ОТРЫВОК ДЛЯ ЧТЕНИЯ:
------------------------------
Я пробыл в командировке ровно неделю. Назад в свое Векшино шел по совершенно сухой дороге. Половину пути проделал пешком, затем, к счастью, нагнала меня повозка, где сидел военный, согласившийся меня подвезти. Он ездил заготовлять картошку и мясо. Дорога шла лесом, за елями и голым осинником пылало низкое вечернее солнце, кругом было тихо – ни стрельбы, ни проклятого гудения в вышине. Проехали мимо нескольких бойцов на опушке, один из них, сидя на пне, играл на баяне. Ничто не напоминало фронта, войны.
– В мирное время тут бы теперь что было! – сказал мой попутчик. – Пташки поют, девки поют, цветы цветут… Эх!..
Вернувшись в редакцию, я сразу попал на совещание. Важное событие: по приказу ЦК партии формат армейских газет сокращается вдвое. Вместо четырех полос мы будем выходить на двух. Недостаток бумаги. Это означает предстоящее сокращение штатов.
------------------------------
ЗАДАНИЕ:
Продолжите отрывок о возвращении из командировки в редакцию армейской газеты, начав сразу после его последнего предложения. Материалы, приведенные ниже, с этим отрывком никак не связаны.

ПРЕДСТАВЛЕННЫЕ МАТЕРИАЛЫ:
------------------------------
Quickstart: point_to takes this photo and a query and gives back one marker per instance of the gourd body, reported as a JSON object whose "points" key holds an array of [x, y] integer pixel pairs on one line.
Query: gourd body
------------------------------
ВЫПОЛНЕННОЕ ЗАДАНИЕ:
Во всяком случае, мне, писателю, теперь в газете делать нечего. Очевидно, дни дальнейшего моего пребывания в редакции сочтены. Я думаю об этом не без удовольствия. Что-то пошлет судьба? Куда теперь меня бросят?
Почта не работает. Ни писем, ни газет. Мы отрезаны от мира. Хотел послать старичкам продовольственную посылку, деньги – и не могу.
Подписался на новый заем – на 1800 р. – полуторный оклад (от основного). Это значит, что в будущем месяце если я еще сумею получить зарплату, то лишь смогу с трудом выделить деньги на содержание семьи. Мой оклад – 1200 основных, плюс 50% гвардейских, плюс 25% полевых. В общем – 2250 в месяц. 1250 р. посылаю родным и Берте.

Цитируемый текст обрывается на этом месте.